Page text:

Your feedback is one of the most high-leverage tools you’ll employ to provide instructional leadership. When observing a class, it’s important to collect objective information. This may include what questions the teacher asks, which students participate, what the task demands of the students, and the timestamps to monitor pacing of the lesson. Once the information is collected, what you do with it is what makes or breaks your instructional leadership.

Identifying celebrations and one to two specific areas of growth with suggestions for refinements will focus the teacher’s efforts. Be sure that the feedback you provide around growth is what you determine will make the most impact on student learning, even if there are additional things you may want to see changed. Keeping this focused lens for the receiver of your feedback will ensure change in practice is feasible because it is limited in scope and ideally tied to your clear vision and student outcomes.

Monitoring Progress Towards Outcomes

Feedback and support is only as good as the impact it has on students! Ensure that you have strategic plans to monitor student learning around the specific goals you have for your instructional leadership. What assessment tools, both formal and informal, will support your analysis of impact on student learning? Once you have identified these checkpoints, collecting and analyzing the data for trends is the next step.

As best you can, finding points of celebration within the data promote continued efforts from your teachers to employ your feedback in their practice. Areas of weakness in the data can also be motivating for teachers to evoke changes in practice. Set ambitious yet attainable goals for student learning at the start of the year, ensure your instructional leadership efforts are cohesive to that goal, and then be transparent with your staff about the data so that they can see the connection between changes in instructional practice and student outcomes.

Stored data entries:
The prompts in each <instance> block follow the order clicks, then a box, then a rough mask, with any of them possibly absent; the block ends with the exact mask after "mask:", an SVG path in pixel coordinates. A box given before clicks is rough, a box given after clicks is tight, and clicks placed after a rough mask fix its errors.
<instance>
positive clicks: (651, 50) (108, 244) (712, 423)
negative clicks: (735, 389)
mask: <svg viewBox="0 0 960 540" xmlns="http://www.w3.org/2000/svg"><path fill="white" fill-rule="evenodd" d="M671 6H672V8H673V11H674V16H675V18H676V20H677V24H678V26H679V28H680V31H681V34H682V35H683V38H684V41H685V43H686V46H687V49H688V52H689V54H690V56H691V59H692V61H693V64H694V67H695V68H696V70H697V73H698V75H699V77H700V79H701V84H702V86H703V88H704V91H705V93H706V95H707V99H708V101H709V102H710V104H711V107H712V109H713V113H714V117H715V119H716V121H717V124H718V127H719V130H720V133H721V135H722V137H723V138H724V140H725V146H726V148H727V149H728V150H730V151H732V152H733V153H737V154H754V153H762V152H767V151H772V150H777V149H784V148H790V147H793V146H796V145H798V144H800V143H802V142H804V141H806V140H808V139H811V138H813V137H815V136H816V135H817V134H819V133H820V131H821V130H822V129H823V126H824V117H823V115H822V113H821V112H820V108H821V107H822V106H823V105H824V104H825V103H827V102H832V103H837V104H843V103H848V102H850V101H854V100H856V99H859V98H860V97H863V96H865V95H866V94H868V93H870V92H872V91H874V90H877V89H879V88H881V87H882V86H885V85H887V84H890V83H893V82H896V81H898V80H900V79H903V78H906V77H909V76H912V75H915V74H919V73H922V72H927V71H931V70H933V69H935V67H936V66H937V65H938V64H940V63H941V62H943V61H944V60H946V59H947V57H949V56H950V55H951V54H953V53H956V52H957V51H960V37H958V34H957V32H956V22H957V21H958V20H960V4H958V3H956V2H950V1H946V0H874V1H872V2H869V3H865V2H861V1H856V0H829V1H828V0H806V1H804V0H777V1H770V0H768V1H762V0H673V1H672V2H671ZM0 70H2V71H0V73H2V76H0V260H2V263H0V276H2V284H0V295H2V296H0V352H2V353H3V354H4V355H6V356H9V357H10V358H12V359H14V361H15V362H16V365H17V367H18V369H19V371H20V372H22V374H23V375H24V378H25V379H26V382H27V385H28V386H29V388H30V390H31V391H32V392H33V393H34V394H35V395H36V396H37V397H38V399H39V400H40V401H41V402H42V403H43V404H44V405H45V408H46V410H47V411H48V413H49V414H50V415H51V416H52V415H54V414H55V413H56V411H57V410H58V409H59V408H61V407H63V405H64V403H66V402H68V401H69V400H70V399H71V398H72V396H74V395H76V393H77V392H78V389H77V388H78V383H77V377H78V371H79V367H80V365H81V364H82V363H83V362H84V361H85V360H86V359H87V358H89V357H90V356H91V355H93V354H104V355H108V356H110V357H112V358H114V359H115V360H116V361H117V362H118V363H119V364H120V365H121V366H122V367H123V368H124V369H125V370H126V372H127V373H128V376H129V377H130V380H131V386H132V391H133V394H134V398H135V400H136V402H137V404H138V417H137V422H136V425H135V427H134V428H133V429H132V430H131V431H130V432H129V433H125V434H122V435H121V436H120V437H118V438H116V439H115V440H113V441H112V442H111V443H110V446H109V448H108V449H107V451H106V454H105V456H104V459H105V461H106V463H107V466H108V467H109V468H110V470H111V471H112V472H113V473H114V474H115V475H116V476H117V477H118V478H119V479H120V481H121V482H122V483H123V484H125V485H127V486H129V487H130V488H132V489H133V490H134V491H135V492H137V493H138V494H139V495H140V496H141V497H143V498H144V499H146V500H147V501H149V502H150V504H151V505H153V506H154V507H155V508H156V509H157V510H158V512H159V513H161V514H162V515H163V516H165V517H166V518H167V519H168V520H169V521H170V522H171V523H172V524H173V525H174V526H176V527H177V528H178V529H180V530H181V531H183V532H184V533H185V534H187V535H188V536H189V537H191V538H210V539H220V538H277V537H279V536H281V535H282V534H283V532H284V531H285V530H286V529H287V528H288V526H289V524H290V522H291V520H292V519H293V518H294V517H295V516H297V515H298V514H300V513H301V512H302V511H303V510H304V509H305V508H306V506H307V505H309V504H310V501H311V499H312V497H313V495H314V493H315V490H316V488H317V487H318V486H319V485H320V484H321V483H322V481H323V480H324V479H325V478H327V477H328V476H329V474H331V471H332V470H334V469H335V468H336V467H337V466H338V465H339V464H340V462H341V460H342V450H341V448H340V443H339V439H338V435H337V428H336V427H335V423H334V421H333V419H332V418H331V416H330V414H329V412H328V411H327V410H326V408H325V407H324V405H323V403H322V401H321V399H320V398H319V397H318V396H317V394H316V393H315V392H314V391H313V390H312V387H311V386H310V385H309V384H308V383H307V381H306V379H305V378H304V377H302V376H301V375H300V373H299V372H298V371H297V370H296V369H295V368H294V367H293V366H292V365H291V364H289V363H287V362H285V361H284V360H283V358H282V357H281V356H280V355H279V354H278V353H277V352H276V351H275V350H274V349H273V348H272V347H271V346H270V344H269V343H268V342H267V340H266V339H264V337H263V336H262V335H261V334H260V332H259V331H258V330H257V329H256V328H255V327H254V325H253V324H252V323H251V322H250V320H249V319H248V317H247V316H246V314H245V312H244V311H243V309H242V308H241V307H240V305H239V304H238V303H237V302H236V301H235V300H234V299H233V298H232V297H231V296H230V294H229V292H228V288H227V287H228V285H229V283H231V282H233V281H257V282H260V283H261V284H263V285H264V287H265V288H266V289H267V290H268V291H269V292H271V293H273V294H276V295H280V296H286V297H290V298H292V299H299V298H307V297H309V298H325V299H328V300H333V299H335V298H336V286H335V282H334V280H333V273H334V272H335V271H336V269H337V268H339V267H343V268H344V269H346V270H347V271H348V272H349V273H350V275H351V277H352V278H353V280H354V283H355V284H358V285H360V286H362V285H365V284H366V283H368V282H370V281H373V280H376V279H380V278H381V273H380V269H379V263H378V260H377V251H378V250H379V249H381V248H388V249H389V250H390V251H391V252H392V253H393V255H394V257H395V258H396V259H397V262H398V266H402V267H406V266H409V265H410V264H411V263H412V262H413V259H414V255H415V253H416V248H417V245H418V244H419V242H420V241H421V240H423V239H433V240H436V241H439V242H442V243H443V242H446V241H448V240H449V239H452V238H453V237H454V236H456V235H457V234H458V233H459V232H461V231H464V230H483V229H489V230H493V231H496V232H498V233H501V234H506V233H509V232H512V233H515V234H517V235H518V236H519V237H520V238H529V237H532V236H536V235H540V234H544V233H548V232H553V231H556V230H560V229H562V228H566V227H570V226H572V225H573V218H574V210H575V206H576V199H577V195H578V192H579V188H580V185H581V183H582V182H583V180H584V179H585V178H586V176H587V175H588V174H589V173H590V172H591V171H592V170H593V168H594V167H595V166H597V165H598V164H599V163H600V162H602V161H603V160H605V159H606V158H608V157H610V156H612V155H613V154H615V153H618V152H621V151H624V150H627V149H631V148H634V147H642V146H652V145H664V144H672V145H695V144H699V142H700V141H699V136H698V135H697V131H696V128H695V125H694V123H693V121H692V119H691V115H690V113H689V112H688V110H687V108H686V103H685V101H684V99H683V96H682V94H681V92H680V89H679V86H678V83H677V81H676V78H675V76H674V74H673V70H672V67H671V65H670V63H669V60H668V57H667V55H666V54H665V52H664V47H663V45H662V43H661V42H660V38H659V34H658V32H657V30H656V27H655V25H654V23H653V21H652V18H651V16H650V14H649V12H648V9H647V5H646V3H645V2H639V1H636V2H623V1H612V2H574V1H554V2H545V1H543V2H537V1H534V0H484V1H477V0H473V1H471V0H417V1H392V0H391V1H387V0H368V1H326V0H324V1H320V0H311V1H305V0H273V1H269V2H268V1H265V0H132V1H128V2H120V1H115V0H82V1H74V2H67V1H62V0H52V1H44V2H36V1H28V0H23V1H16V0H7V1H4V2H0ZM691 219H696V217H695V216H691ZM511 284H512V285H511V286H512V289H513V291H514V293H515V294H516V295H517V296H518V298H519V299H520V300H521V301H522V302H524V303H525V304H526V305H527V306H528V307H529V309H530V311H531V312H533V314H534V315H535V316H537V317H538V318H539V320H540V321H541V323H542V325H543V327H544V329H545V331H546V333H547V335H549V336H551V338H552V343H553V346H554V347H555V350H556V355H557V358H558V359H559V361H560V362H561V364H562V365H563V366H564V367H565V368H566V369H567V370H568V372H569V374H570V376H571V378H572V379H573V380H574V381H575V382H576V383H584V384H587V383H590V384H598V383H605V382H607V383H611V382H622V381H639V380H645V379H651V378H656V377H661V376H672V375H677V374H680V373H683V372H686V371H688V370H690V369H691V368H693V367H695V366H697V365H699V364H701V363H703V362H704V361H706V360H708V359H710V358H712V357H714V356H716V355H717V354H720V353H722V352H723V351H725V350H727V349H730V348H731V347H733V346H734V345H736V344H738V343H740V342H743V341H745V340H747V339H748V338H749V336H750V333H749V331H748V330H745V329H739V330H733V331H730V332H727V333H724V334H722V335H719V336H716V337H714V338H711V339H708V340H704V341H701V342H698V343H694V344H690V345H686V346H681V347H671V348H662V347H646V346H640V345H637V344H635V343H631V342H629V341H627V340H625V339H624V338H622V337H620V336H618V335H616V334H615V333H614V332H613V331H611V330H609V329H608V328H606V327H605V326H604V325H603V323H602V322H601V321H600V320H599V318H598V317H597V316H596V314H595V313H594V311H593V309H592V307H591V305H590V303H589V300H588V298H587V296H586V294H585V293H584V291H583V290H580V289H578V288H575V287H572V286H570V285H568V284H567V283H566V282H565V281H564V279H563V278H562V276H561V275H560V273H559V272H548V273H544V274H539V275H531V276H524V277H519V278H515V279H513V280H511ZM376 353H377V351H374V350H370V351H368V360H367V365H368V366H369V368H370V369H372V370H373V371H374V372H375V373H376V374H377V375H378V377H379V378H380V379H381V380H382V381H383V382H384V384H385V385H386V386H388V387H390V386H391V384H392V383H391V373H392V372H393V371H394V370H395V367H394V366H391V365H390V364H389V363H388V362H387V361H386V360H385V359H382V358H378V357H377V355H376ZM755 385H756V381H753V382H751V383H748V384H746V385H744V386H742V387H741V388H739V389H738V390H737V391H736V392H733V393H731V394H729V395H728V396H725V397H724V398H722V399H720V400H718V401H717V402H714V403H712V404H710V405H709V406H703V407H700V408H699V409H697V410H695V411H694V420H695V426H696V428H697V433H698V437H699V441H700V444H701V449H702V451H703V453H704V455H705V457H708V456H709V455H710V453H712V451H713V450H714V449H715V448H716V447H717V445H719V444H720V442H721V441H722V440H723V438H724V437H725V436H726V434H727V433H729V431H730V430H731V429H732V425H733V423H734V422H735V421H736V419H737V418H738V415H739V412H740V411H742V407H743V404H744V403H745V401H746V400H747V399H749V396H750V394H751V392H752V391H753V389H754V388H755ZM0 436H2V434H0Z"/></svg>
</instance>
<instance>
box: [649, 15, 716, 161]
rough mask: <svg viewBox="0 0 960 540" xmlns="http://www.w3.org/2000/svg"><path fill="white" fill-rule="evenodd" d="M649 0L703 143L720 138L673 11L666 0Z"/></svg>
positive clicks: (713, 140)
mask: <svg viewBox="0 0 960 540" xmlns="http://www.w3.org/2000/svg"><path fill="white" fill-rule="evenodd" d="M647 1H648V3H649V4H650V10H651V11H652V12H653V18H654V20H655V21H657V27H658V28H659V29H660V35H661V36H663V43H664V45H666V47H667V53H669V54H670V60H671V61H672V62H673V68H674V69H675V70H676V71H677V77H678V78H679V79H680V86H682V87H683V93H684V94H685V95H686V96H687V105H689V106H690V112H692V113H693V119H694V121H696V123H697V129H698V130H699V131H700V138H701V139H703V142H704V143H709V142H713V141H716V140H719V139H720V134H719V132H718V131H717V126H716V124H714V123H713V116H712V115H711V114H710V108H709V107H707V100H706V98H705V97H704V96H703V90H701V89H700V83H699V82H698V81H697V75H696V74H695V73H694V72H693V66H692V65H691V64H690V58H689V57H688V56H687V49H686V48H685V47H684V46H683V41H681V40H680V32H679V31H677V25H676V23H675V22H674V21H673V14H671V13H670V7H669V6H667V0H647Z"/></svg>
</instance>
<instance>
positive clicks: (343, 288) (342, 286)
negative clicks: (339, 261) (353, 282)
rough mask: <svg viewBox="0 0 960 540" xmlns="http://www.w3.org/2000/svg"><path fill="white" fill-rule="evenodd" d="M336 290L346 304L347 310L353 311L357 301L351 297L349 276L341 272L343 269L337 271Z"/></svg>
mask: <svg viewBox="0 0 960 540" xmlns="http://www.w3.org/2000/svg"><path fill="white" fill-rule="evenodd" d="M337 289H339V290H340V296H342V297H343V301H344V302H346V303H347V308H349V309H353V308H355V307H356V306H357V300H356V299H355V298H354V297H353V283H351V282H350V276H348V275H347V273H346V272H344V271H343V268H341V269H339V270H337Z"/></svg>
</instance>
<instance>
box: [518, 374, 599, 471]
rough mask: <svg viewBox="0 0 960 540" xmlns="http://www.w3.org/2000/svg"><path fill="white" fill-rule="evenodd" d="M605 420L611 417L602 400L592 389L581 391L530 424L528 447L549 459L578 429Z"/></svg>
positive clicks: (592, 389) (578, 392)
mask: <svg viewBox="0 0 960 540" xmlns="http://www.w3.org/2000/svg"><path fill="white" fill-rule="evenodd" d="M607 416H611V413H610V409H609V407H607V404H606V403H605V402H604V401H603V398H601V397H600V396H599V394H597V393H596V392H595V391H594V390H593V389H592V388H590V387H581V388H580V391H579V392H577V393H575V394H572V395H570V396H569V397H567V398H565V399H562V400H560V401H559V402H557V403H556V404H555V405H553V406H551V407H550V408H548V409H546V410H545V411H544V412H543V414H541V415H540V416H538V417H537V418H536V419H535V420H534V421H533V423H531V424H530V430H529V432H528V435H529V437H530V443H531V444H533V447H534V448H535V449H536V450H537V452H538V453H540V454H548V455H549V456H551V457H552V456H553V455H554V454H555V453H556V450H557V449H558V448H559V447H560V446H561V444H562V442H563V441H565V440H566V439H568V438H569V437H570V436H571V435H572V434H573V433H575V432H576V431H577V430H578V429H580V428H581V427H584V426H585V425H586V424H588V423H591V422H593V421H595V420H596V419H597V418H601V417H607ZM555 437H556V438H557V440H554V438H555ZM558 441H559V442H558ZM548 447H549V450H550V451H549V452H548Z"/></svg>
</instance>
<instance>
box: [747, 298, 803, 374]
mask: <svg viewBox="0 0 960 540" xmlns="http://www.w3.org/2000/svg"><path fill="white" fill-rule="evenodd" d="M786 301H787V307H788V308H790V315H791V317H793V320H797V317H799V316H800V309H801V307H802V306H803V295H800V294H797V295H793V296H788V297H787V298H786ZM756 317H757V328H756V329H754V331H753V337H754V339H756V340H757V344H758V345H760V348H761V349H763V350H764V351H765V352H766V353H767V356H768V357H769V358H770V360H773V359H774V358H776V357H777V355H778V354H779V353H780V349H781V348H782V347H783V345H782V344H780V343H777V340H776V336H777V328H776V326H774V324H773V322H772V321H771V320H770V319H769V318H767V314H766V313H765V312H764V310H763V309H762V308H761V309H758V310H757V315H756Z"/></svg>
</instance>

Task list:
[1] In the text on instructional leadership, how many specific areas of growth should a leader's feedback to a teacher identify?
[2] Decide whether each statement agrees with the text on instructional leadership. Answer yes or no for each and quote the deciding words. (a) Timestamps collected during an observation can be used to monitor a lesson's pacing. (b) Goals for student learning should be set at the end of the year. (c) Only formal assessment tools should be used to analyze impact on student learning.
[3] Pick up the text on instructional leadership after its final sentence and extend it with a few more sentences.

Answers for the tasks:
[1] One to two specific areas of growth, along with suggestions for refinements.

[2]
(a) Yes: "the timestamps to monitor pacing of the lesson"
(b) No: "Set ambitious yet attainable goals for student learning at the start of the year"
(c) No: "What assessment tools, both formal and informal, will support your analysis of impact on student learning?"

[3]
Building Capacity and Shared Leadership

Do not discount the power of teacher voice! The highest form of instructional leadership is building that leadership capacity within your staff. Whether you explore instructional rounds, collegial coaching, or a core instructional leadership team that has classroom teachers directly included in the leadership planning process, these opportunities can create some of the most powerful motivation for teachers to consider changing instructional practices.

Additionally, ensure you have strong resources to provide staff as models for what you are encouraging them to try instructionally. Videos and texts are helpful, and the opportunity to see a colleague in action is ideal. Creating the context for staff to feel safe trying these new instructional strategies without penalty is a key strategic move in your efforts to build capacity with them.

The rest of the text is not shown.